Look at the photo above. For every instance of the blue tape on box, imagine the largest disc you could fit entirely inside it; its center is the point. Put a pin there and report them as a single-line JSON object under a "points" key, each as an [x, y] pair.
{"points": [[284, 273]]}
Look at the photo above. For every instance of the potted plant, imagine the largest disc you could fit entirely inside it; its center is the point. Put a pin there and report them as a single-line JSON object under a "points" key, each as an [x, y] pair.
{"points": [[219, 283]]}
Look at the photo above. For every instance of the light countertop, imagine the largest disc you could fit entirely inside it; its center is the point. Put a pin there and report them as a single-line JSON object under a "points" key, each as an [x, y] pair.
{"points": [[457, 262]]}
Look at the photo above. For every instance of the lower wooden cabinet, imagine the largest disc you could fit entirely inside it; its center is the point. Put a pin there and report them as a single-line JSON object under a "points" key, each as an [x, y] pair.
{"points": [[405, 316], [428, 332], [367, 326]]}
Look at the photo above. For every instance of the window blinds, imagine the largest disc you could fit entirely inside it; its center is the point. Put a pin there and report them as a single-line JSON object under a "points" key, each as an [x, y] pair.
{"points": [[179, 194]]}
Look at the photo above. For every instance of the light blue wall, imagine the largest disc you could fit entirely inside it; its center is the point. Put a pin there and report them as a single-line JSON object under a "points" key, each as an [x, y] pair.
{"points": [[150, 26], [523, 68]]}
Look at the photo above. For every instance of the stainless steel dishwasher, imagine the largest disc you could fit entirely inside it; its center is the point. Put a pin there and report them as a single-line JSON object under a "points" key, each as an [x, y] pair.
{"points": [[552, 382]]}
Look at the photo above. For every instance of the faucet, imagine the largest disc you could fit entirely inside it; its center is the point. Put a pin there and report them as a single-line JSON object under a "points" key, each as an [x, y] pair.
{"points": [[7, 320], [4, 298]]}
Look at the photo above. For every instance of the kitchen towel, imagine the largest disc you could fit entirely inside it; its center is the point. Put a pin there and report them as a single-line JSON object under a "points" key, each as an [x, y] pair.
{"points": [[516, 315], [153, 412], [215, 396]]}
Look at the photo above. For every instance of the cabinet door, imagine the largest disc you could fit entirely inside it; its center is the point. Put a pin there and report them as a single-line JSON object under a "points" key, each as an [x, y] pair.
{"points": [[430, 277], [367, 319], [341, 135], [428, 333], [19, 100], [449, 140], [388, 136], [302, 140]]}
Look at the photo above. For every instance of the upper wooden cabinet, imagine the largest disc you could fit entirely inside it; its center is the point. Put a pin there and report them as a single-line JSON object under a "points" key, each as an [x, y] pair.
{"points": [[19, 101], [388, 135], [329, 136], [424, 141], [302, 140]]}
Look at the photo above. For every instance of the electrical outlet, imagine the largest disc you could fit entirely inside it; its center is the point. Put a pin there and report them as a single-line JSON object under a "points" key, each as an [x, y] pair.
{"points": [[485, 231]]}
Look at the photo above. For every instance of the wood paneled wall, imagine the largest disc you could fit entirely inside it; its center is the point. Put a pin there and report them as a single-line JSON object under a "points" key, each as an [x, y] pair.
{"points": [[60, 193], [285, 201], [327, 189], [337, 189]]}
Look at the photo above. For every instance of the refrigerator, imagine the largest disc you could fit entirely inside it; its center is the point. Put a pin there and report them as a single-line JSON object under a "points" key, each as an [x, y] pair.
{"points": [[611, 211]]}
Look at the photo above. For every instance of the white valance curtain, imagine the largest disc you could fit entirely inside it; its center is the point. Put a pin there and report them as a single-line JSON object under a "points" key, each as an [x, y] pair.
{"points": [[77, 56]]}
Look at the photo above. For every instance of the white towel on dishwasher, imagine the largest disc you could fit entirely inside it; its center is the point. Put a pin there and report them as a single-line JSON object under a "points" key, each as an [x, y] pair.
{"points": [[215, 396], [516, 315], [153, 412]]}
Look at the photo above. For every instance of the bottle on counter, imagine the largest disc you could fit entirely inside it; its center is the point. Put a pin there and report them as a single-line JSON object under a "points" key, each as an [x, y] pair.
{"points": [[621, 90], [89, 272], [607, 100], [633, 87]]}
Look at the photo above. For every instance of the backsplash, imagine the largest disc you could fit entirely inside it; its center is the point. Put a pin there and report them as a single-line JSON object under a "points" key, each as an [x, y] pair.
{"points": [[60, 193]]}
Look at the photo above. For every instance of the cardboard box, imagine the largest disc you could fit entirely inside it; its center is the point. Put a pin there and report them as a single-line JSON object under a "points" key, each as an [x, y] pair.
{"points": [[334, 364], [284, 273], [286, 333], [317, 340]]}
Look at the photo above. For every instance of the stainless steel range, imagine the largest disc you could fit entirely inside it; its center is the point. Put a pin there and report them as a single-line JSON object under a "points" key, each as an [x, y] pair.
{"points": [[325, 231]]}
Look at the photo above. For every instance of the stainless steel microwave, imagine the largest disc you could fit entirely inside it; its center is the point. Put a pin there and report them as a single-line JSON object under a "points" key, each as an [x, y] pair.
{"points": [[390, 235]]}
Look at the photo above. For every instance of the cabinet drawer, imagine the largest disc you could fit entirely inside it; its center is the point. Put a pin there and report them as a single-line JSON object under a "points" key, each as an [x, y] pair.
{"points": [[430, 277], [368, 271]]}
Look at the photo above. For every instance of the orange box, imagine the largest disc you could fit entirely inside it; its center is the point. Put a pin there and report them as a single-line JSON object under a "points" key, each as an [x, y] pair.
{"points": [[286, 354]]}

***

→ **Exercise goal**
Transcribe the material exactly as it reads.

→ **Problem solution**
Look at the photo above. For every instance of the blue tape on box, imagine the largest disc you could fit entirely inside it; its center is the point. Put a pin there and report them as a single-line JSON object under a "points" key, each as an [x, y] pair.
{"points": [[284, 273]]}
Look at the photo above. For every instance of the potted plant, imagine the largest disc you could fit entirely inside it; its center is the point. Put a pin there and report them as a single-line JSON object under a "points" key, each as an [x, y] pair.
{"points": [[219, 283]]}
Look at the photo above. For every instance of the light countertop, imagine the largest disc you could fit entirely inside it; its center is the point. Put a pin there and report them as a single-line JSON object under a "points" key, each as an [x, y] pair.
{"points": [[457, 262]]}
Look at the photo above. For every instance of the lower wooden cabinet, imagine the largest disc you could fit entirely inside it; its center is the point. Put a pin there and report them as a single-line JSON object under a "points" key, each as an [x, y] pair.
{"points": [[405, 316], [428, 332], [367, 326]]}
Look at the photo above. For every instance of the window blinds, imagine the largest disc you could fit entirely inside it; its center is the point. Put a pin there and report them as a single-line JSON object under a "points" key, each as an [x, y] pair.
{"points": [[179, 194]]}
Look at the photo above. For every instance of the light blue wall, imagine the largest disc you could fit entirely inside it; its center is the point. Put a pin there and report them as a single-line JSON object under a "points" key, each as an [x, y] pair.
{"points": [[150, 26], [523, 68]]}
Look at the photo above. For every instance of the stainless steel dishwasher, imagine the largest disc you could fit entirely inside it; its center is the point. Put a pin there and report them as a single-line JSON object under a "points" key, each as an [x, y] pair.
{"points": [[552, 382]]}
Look at the photo above. For every instance of the faucet, imagine the largest disc you could fit entirely inside it; its center is the point. Put a pin there and report them as a single-line JSON object under a "points" key, each as an [x, y] pair.
{"points": [[7, 320], [4, 298]]}
Look at the photo above. For every instance of the kitchen towel, imagine the largest disc you could fit entirely inside it; its center is the point. Put a pin there and report them as a single-line JSON object under a "points" key, each as an [x, y] pair.
{"points": [[516, 315], [153, 412], [215, 396]]}
Look at the photo above. For every instance of the cabinet door, imagine the largest disc you could fit entirely inside it; its center is the point. Put a pin there and report them as a single-line JSON object under a "points" key, each as an [x, y] pair.
{"points": [[430, 277], [367, 319], [341, 135], [428, 333], [19, 100], [449, 140], [388, 136], [302, 140]]}
Look at the photo above. For every instance of the upper wooden cabinet, imagine the largest disc you could fit entirely inside it; its center is the point. Put a pin there and report them as a single-line JSON object under a "points" key, each as an [x, y] pair.
{"points": [[19, 101], [388, 135], [329, 136], [424, 141], [302, 140]]}
Look at the photo above. For every instance of the electrical outlet, imagine the largest disc you could fit entirely inside it; its center is the point. Put a pin there and report them as a single-line JSON object under a "points" key, each as an [x, y] pair.
{"points": [[485, 231]]}
Look at the photo above. For every instance of the wood paneled wall, imagine the largest disc you could fit entirely inside it; its center is the point. Put a pin there and report them as a single-line JSON object under a "points" key, each as an [x, y] pair.
{"points": [[60, 193], [285, 201], [327, 189], [337, 189]]}
Look at the photo above. For every instance of the refrigerator, imagine the largest disc you could fit entirely inside it; its center is the point. Put a pin there and report them as a single-line JSON object under a "points" key, each as an [x, y] pair.
{"points": [[611, 211]]}
Look at the photo above. For every instance of the white valance curtain, imagine the largest disc you could fit entirely inside it; its center is the point. Put a pin there and report them as a single-line JSON object under a "points" key, each as an [x, y] pair.
{"points": [[77, 56]]}
Look at the photo above. For every instance of the white towel on dishwasher, imagine the largest disc you could fit entirely inside it; its center is the point. Put a pin there and report them as a single-line JSON object under a "points" key, each as an [x, y] pair.
{"points": [[215, 396], [516, 315], [153, 412]]}
Look at the photo above. For every instance of the bottle on counter, imagine the largest disc you could fit entirely inside it; its center is the point. Put a pin there and report them as a single-line JSON object under a "points" key, each as an [x, y] pair.
{"points": [[621, 90], [89, 272], [607, 100], [633, 87]]}
Look at the photo above. For every instance of the backsplash, imagine the largest disc you could fit entirely inside it; its center is the point. Put a pin there and report them as a single-line JSON object under a "points" key, each as an [x, y] pair.
{"points": [[60, 193]]}
Look at the photo above. For every instance of the cardboard box, imagine the largest disc you could fit entirely inside it; its center is the point. Put a pin there and report them as a single-line JSON object under a "points" key, each as an [x, y] pair.
{"points": [[334, 364], [284, 273], [286, 333], [317, 340]]}
Look at the photo above. For every instance of the stainless steel range, imagine the largest disc you could fit entirely inside it; its center is the point. Put a pin there and report them as a single-line JSON object under a "points" key, each as an [x, y] pair.
{"points": [[325, 231]]}
Look at the photo above. For every instance of the stainless steel microwave, imagine the largest disc you could fit entirely inside it; its center is the point. Put a pin there and report them as a single-line JSON object under a "points" key, each as an [x, y] pair.
{"points": [[390, 235]]}
Look at the photo above. For every instance of the cabinet drawer, imagine the largest disc you could fit entirely inside it; its center is the point. Put a pin there and report them as a single-line JSON object under a "points" key, each as an [x, y] pair.
{"points": [[430, 277], [368, 271]]}
Look at the photo above. For every instance of the orange box, imagine the largest disc you could fit entirely inside it; its center is the point. Put a pin there and report them as a single-line JSON object under a "points" key, each as an [x, y] pair.
{"points": [[286, 354]]}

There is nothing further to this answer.